(begin)

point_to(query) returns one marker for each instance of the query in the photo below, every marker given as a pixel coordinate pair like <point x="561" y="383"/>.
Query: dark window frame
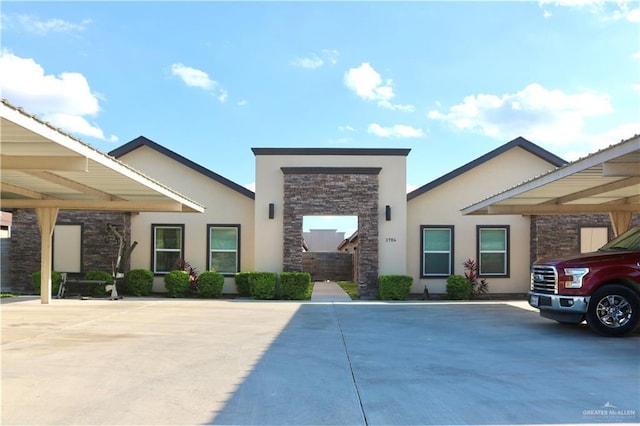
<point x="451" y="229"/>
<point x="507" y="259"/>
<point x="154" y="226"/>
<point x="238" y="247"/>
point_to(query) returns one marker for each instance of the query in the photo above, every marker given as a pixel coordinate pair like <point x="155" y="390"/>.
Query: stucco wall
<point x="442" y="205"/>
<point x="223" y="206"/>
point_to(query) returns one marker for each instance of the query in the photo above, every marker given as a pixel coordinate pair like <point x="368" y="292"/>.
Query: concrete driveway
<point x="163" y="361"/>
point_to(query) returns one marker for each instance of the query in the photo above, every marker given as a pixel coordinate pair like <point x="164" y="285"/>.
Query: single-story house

(end)
(begin)

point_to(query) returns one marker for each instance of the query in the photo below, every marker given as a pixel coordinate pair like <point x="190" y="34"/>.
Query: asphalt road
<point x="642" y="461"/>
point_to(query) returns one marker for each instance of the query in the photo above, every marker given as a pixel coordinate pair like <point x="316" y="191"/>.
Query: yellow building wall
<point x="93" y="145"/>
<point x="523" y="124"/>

(end)

What is needed -> Pull out each line of the listing above that contains the word "every".

Finished task ->
point_to(query) returns one marker for each instance of the query in the photo below, every marker given as a pixel coordinate pair like <point x="561" y="383"/>.
point_to(query) returns one marker for each instance of the query in the photo above, every marker given as a pixel coordinate pair like <point x="155" y="390"/>.
point_to(query) returns one marker for each instance of the query in the photo above, every marker given as a pixel coordinate pair like <point x="368" y="292"/>.
point_to(query) returns one marker for each instance of the query in the photo above, every marker given as a pixel coordinate pair like <point x="164" y="285"/>.
point_to(query) returns one marker for each instance of the query in the photo below, every marker given as a pixel coordinate pair like <point x="190" y="34"/>.
point_to(query) returns one marker for each instance of the query in the photo above, every marker given as a pixel coordinate pair like <point x="316" y="191"/>.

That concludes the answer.